When actors with an analytic, reasoning disposition know the whole scenario, they presume that they have knowledge of the final film, or at least they desperately try to imagine it in its final form, as if it was all about a theater piece and that they have just begun rehearsing a role for the theater. This is where they commit their first error.

The actor who believes that he knows how the film ought to be, begins to give form to his own ideas of the role, which turns out to be fateful to the film in its totality. Whether he wishes to or not, he undermines through his acting the very idea of film acting and film art as such.

As I have already pointed out, different actors require different methods — at times one and the same actor requires different methods in different cases. Here, the director must be innovative in his attempts at reaching the desired results. That reminds me about Nikolaj Burljajev, who played Boriska the bellmaker's son in Andrei Rublov. During the shoot I was forced to continually through the assistants let him understand that I was extremely unhappy with him and that I might have to re-shoot the scenes using a different actor.

It was necessary for me to infuse within him the sensation of an impending disaster and to have him gripped by uncertainty. As an actor, Burljajev is exceptionally unconcentrated and artificial. He has an affected temperament. I still don't think that I in his case succeeded in reaching the results I had desired with this film. He does, after all, not act on level with my favorite actors in the film: Irma Rausch, Solonitsyn, Grinko...

Listed records:
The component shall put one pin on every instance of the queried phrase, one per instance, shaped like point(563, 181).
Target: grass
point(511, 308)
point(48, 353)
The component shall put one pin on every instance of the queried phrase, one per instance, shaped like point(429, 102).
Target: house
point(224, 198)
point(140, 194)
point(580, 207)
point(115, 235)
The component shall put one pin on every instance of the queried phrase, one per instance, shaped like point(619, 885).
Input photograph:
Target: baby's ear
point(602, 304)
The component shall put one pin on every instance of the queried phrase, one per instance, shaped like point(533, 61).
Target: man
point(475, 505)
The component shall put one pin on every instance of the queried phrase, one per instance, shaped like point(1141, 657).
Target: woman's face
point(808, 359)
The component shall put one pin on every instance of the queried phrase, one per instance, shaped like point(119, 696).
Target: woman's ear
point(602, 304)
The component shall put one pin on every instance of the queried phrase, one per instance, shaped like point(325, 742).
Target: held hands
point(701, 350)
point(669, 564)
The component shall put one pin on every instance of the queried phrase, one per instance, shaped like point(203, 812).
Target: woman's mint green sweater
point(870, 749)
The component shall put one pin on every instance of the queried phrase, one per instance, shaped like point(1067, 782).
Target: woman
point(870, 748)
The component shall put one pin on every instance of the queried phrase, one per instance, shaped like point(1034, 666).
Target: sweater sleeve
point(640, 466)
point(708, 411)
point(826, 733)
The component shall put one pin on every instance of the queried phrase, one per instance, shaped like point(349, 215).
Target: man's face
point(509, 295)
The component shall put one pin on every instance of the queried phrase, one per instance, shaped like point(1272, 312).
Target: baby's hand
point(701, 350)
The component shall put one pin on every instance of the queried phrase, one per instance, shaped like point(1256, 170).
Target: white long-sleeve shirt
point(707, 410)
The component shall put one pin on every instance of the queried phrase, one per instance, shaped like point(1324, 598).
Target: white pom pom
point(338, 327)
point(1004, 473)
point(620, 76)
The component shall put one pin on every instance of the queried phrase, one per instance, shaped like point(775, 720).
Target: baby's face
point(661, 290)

What is required: Return the full passage on film acting word for word. Work only from the passage on film acting and set the material aside.

Answer to this task:
When actors with an analytic, reasoning disposition know the whole scenario, they presume that they have knowledge of the final film, or at least they desperately try to imagine it in its final form, as if it was all about a theater piece and that they have just begun rehearsing a role for the theater. This is where they commit their first error.

The actor who believes that he knows how the film ought to be, begins to give form to his own ideas of the role, which turns out to be fateful to the film in its totality. Whether he wishes to or not, he undermines through his acting the very idea of film acting and film art as such.

As I have already pointed out, different actors require different methods — at times one and the same actor requires different methods in different cases. Here, the director must be innovative in his attempts at reaching the desired results. That reminds me about Nikolaj Burljajev, who played Boriska the bellmaker's son in Andrei Rublov. During the shoot I was forced to continually through the assistants let him understand that I was extremely unhappy with him and that I might have to re-shoot the scenes using a different actor.

It was necessary for me to infuse within him the sensation of an impending disaster and to have him gripped by uncertainty. As an actor, Burljajev is exceptionally unconcentrated and artificial. He has an affected temperament. I still don't think that I in his case succeeded in reaching the results I had desired with this film. He does, after all, not act on level with my favorite actors in the film: Irma Rausch, Solonitsyn, Grinko...